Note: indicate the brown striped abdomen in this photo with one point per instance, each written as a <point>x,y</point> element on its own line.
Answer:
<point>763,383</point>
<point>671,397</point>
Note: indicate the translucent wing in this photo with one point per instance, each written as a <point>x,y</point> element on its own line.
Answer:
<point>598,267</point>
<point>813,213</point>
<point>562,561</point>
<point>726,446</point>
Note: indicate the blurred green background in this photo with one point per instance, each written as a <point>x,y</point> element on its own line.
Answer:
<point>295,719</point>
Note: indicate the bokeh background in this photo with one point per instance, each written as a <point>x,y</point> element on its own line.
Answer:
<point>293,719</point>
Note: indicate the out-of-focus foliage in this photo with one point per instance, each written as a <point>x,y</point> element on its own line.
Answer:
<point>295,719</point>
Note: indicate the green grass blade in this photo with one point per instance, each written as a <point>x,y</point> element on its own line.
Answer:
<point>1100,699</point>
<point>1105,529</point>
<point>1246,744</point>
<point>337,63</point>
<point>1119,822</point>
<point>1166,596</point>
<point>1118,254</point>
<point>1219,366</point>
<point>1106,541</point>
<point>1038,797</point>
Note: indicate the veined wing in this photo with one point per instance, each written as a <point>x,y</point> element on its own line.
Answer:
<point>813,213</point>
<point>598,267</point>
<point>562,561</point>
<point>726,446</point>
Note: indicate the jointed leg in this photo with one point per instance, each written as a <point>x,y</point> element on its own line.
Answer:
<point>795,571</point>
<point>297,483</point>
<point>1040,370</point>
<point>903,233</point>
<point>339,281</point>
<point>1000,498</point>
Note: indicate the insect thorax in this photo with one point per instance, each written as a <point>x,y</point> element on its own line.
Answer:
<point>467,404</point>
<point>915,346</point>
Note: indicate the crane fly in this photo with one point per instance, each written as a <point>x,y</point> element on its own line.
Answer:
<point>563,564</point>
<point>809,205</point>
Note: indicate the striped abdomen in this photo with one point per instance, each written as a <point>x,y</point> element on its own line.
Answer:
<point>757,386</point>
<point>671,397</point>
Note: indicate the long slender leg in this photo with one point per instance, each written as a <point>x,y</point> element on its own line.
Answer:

━━━━━━

TASK OBJECTIVE.
Working through the entries above, copy every line in which "background" is found.

ANSWER AREA.
Note: indicate the blurred green background in this photo with one point per instance, each written as a <point>x,y</point> element on its own line.
Note: indicate the bokeh background in this photo with one point per instance, each written as a <point>x,y</point> element on its own line.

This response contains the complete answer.